Selected extract:
+-------+

The Airlines for America (A4A) association representing US airlines has filed an emergency request with the FCC to block 5G rollouts near airports.
Wireless carriers and the FCC are at odds with airlines and the FAA over the rollout of C-band 5G. Verizon and AT&T spent more than $68 billion at an FCC auction to purchase the mid-band spectrum, considered the sweet spot for 5G. Unfortunately, the spectrum is so close to the frequencies used for airline altimeters that the airline industry has been worried the C-band rollout could interfere.
The two carriers initially delayed the rollout of their C-band spectrum, and then agreed to limit the strength of the signal in an effort to address concerns. Meanwhile, the FAA issued new guidance for the use of altimeters in low-visibility conditions, and the airlines have continued to raise the alarm.
The A4A’s emergency filing is once again asking the FCC to force the carriers to delay rollout.
“Although the wireless carriers postponed the inauguration of service from December 5, 2021, to January 5, 2022, there has still not been a resolution of this issue,” reads the request. “The FAA – the federal agency principally responsible for aviation safety – has now issued an Airworthiness Directive that concluded that an unsafe condition is likely to exist or develop in transport and commuter category airplane because of the interference impact of new 3.7 GHz license service on radio altimeters. Aircraft will not be able to rely on radio altimeters for numerous flight procedures and thus will not be able to land at certain airports.”
The A4A believes irreparable harm will come to the industry if the delay is not granted.
“Absent the grant of a stay, the airline industry will suffer irreparable harm,” the filing continues. “In addition, the traveling public and the American economy, which depends on the air transportation system, will incur significant financial losses amounting to billions of dollars. Moreover, this does not include the downstream effects that the disruption in commercial air service will have on customers and the U.S. economy as a whole that is still recovering from supply chain disruptions as a result of the Covid-19 pandemic.”
It appears the issues surrounding C-band spectrum are far from over.

+-------+

Task instructions:
Copy the part of the article on the airlines' 5G filing starting at "The A4A’s emergency" and ending at "is not granted.", word for word.

+-------+

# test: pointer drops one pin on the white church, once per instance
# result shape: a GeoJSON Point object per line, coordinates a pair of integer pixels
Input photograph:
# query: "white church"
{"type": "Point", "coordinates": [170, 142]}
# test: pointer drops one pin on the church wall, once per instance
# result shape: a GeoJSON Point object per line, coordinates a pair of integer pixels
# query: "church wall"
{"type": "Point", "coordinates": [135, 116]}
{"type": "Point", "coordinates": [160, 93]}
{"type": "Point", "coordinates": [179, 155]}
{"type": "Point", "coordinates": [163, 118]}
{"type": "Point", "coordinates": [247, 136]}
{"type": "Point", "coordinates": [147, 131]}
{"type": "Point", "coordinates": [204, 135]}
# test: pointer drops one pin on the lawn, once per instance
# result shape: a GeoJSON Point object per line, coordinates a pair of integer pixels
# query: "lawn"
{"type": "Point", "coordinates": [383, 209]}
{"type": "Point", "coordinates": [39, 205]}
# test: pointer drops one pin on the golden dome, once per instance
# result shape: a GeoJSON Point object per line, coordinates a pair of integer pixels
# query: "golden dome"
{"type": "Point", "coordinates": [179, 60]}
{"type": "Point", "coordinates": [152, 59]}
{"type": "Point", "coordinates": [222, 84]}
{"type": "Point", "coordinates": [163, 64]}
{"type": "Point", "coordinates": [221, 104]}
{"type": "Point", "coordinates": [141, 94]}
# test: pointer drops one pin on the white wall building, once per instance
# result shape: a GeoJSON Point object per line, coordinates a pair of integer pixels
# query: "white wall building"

+-------+

Exercise answer:
The A4A’s emergency filing is once again asking the FCC to force the carriers to delay rollout.
“Although the wireless carriers postponed the inauguration of service from December 5, 2021, to January 5, 2022, there has still not been a resolution of this issue,” reads the request. “The FAA – the federal agency principally responsible for aviation safety – has now issued an Airworthiness Directive that concluded that an unsafe condition is likely to exist or develop in transport and commuter category airplane because of the interference impact of new 3.7 GHz license service on radio altimeters. Aircraft will not be able to rely on radio altimeters for numerous flight procedures and thus will not be able to land at certain airports.”
The A4A believes irreparable harm will come to the industry if the delay is not granted.